What the exercise asks
Having read the listing below, repeat it exactly.

****

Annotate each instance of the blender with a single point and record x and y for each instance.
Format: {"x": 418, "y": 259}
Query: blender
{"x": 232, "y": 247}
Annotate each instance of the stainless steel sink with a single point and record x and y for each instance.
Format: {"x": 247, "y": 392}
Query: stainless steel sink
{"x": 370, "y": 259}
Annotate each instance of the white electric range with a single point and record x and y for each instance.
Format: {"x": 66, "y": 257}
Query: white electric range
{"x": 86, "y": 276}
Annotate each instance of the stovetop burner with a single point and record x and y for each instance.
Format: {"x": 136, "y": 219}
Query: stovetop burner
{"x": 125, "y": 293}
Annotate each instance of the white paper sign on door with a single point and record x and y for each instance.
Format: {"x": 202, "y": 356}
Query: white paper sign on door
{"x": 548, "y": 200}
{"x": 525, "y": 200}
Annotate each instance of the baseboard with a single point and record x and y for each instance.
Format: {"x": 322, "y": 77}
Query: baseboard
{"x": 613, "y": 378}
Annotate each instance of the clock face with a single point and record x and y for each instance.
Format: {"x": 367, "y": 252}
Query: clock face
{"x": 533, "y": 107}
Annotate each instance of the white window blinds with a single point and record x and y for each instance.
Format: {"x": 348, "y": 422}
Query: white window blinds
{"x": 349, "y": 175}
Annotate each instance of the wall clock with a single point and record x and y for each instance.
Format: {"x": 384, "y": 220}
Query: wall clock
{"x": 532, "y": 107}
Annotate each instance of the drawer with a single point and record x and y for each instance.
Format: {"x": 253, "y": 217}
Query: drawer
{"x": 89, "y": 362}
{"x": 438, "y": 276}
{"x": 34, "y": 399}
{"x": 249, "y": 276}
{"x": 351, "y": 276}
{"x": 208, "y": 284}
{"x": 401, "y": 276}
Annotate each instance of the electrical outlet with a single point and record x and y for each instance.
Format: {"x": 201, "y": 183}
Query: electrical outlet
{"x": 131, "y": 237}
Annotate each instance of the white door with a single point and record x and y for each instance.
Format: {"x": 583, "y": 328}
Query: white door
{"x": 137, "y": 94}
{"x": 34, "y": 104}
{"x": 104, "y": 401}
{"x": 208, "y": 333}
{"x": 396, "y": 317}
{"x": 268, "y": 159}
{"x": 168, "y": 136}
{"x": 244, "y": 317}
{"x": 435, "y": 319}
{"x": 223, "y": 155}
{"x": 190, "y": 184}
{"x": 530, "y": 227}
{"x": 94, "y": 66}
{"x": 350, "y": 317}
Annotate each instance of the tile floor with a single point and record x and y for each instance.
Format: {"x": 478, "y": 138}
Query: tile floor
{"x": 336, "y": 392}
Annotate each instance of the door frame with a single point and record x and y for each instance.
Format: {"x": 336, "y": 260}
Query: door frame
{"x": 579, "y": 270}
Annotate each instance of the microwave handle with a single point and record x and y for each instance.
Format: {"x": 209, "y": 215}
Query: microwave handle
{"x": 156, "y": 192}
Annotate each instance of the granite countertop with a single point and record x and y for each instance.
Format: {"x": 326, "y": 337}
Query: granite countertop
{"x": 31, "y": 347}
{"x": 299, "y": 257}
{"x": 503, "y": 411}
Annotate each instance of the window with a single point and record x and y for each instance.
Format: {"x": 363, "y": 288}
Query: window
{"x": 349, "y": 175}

****

Output
Annotate each instance of the blender with a single point and record x and y for each instance.
Format: {"x": 418, "y": 259}
Query: blender
{"x": 232, "y": 247}
Annotate each instance of the stainless steel sink with a single point and record x and y for each instance.
Format: {"x": 247, "y": 392}
Query: stainless steel sink
{"x": 370, "y": 259}
Annotate each instance of the white electric range with a single point and record x and y for each instance.
Format: {"x": 66, "y": 257}
Query: white electric range
{"x": 86, "y": 276}
Annotate each instance of the stovetop burner with a single point and record x and y for each instance.
Format: {"x": 136, "y": 219}
Query: stovetop burner
{"x": 125, "y": 293}
Annotate each instance of the white paper sign on door with a single point and record x and y for each instance.
Format: {"x": 202, "y": 356}
Query: white paper sign on door
{"x": 548, "y": 200}
{"x": 525, "y": 200}
Annotate each instance of the baseboard with a single point and record x and y for each instance.
Format: {"x": 322, "y": 77}
Query: baseboard
{"x": 613, "y": 378}
Annotate each instance of the clock face with a single point and record x and y for each instance.
Format: {"x": 367, "y": 252}
Query: clock face
{"x": 533, "y": 107}
Annotate each instance of the white window blinds with a single point and record x and y for each instance.
Format: {"x": 348, "y": 422}
Query: white window blinds
{"x": 349, "y": 175}
Annotate each instance of the wall clock with a single point and record x and y for each instance.
Format: {"x": 384, "y": 220}
Query: wall clock
{"x": 532, "y": 107}
Annotate each instance of the drawer with a single point and record x and y for each instance.
Format: {"x": 253, "y": 217}
Query: drawer
{"x": 89, "y": 362}
{"x": 438, "y": 276}
{"x": 34, "y": 399}
{"x": 249, "y": 276}
{"x": 351, "y": 276}
{"x": 208, "y": 284}
{"x": 401, "y": 276}
Annotate each instance of the electrical outlet with a single point and record x and y for each instance.
Format: {"x": 201, "y": 183}
Query: electrical outlet
{"x": 131, "y": 237}
Annotate each instance of the white door with a single point and record x and y for each instance.
Format: {"x": 583, "y": 328}
Query: white door
{"x": 137, "y": 94}
{"x": 34, "y": 104}
{"x": 104, "y": 401}
{"x": 208, "y": 333}
{"x": 396, "y": 317}
{"x": 268, "y": 159}
{"x": 168, "y": 136}
{"x": 244, "y": 317}
{"x": 435, "y": 319}
{"x": 223, "y": 155}
{"x": 190, "y": 184}
{"x": 530, "y": 227}
{"x": 94, "y": 66}
{"x": 350, "y": 317}
Annotate each instance of the tile floor with a single point and record x and y for each instance.
Format: {"x": 478, "y": 138}
Query: tile floor
{"x": 336, "y": 392}
Annotate each instance of the door frame with a single point and record x and y for each instance.
Format: {"x": 336, "y": 260}
Query: door frame
{"x": 579, "y": 270}
Annotate each instance of the microwave handle with a single point and record x and y for each instance.
Format: {"x": 209, "y": 215}
Query: microwave handle
{"x": 156, "y": 192}
Annotate each instance of the granite countertop with a single point and record x and y for each instance.
Format: {"x": 326, "y": 337}
Query: granite countertop
{"x": 31, "y": 347}
{"x": 299, "y": 257}
{"x": 503, "y": 411}
Annotate each instance of the window with a single point and record x and y for each instance.
Format: {"x": 363, "y": 288}
Query: window
{"x": 349, "y": 175}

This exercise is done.